## Actions to take
• 1. Which kinds of "-ist" does the passage below on philosophy's imitation of the sciences list as options in its final question? Name every one.
• 2. In the passage below on philosophy's imitation of the sciences, what two features account for the domination of current philosophical practices and products?
• 3. Carry the passage below on philosophy's imitation of the sciences forward from its final sentence.

The pedagogical emulation of the sciences in philosophical method guarantees:

the domination of current philosophical doctrines and the reinforcing of current preconceptions and prejudices

proliferation of ‐isms and ‐ists

the relative neglect of twenty‐five centuries of struggle by philosophers of genius with problems many of which differ but little from those with which we currently engage.

the assimilation into philosophy of methods of research alien to the nature of the subject and inimical to the achievement of its intellectual goals – no matter how satisfactory for university bureaucracies and international measures of quality control in terms of publications and citations.

The domination of current philosophical practices and products is a consequence of two features. The first is the increasing centralization of education both at governmental level and at the level of university administration, and the growth of power of the university professoriate and pedagogical bureaucracies. This corporatism penalizes independent thought by students and junior faculty alike. It ensures that few will have the desire, let alone the courage, to cut across the grain of current prejudices. The student of philosophy, from undergraduate to faculty, is not guided by the problems, but by current thinking on the problems with all its preconceptions.

The second is the belief in philosophical progress on the model of scientific progress. Philosophy is seen as a battleground of doctrines. Only time (and perhaps science), it is thought, will tell which ones will triumph.

It is this, in part, that leads to the proliferation of ‐isms and ‐ists. It is they that guarantee blinkered thought. For ‐isms and ‐ists are ready‐mades designed to save one the trouble of thinking for oneself and to prevent one from reading a text with an open mind. It makes teaching easy, for one need not teach students how to think for themselves and how to confront a question by themselves, but only to opt for a party. The primary question then becomes: what sort of ‐ist should I be: a functionalist or a reductionist, a realist or an anti‐realist, an internalist or an externalist, a representationalist or an idealist … or some other ‐ist?

## Data excerpts
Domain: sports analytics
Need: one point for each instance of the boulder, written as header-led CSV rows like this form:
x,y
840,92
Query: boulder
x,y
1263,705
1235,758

==

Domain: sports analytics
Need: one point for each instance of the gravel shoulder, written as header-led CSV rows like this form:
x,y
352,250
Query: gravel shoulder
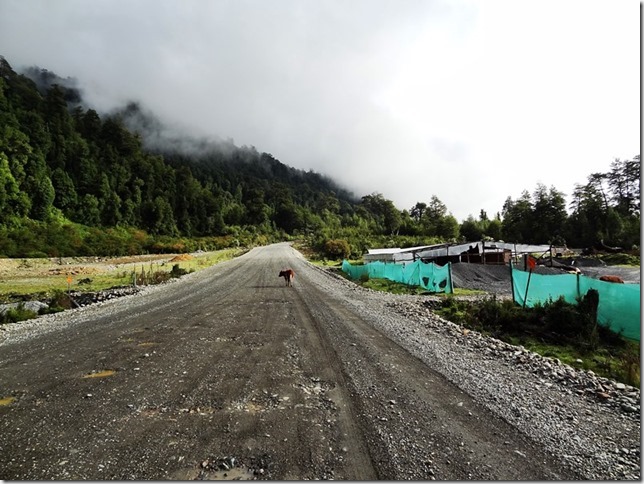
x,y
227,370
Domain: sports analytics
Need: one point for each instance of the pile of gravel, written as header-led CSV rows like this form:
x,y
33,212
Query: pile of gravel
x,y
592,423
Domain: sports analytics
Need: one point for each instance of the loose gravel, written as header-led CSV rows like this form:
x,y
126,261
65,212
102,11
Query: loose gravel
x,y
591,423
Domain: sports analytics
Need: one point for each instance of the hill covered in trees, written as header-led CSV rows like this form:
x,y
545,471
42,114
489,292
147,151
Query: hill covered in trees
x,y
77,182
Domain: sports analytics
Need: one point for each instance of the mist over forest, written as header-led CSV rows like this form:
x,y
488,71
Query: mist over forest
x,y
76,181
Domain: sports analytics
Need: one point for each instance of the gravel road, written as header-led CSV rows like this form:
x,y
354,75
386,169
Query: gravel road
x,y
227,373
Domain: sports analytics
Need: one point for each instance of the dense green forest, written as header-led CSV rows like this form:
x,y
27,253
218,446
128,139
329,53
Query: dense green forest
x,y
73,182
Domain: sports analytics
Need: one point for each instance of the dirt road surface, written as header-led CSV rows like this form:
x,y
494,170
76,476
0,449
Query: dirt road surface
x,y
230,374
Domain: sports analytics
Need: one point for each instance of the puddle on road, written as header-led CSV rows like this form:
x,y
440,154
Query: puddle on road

## Responses to the exercise
• 1. functionalist, reductionist, realist, anti-realist, internalist, externalist, representationalist, idealist

• 2. The increasing centralization of education, with the growing power of the professoriate and pedagogical bureaucracies, and the belief in philosophical progress on the model of scientific progress.

• 3.
Because the mainstream of anglophone philosophy today is mesmerized by science and intoxicated by theory, and because it conceives of philosophy as progressive on the model of the natural sciences, history of philosophy (with the exception of ancient philosophy) is to a large extent relegated to the sidelines. This is the obverse face of the science‐emulating assumption that the research of the last decade already incorporates all that is currently known, and therefore this alone is worth studying. But philosophical problems are not akin to problems in the empirical sciences that are to be solved by observation, theory construction and confirmation or infirmation. There is much more to be learnt from studying the great thinkers of the past who tussled with problems similar to, if not identical with, those we engage with than from reading all the articles written on a given problem in the last decade. No one writing in current philosophy journals is as deep a thinker as Plato or Aristotle, Aquinas or Scotus, Descartes or Spinoza, Hobbes or Locke, Hume or Kant. The distinctions they drew, for example between psuchē and body, may still be of value to us. Their lack of some of our distinctions, for example, between the voluntary and the intentional, may illuminate the value of our distinctions. Distinctions they drew that are fundamentally different from ours, for example between form and matter, may free us from the prejudice that our current distinctions are the only correct ones, or are the best ones.

Studying the way past geniuses engaged with problems similar to ours helps to give us a measured distance from the way we currently handle the problems, and so a sharpened awareness of our own parochialism. The distance of centuries between their works and ours makes it easier to pin down their fundamental presuppositions and to question them. That in turn makes it easier for us to lay bare our own presuppositions and to challenge them. If it is sometimes relatively easy for us to apprehend what is awry with widely accepted ideas among philosophers of the past, that should not encourage us to pass them by with a sense of superiority. On the contrary, it should drive us to investigate, for example, how great thinkers such as Descartes, Spinoza, Leibniz, Locke, Berkeley, or Hume could have been so taken with their New Way of Ideas that the philosophical vision of their culture was, as it were, mesmerized for one hundred and fifty years. Only by discovering this can we learn anything from their great mistakes. We can rest assured that had we, per impossibile, been philosophers during their times, we too would have walked blindly along the Way of Ideas without any awareness of its irremediable defects. This investigation into the deep roots of their errors may in turn make it easier for us to search for similarly unquestioned philosophical presuppositions of our times.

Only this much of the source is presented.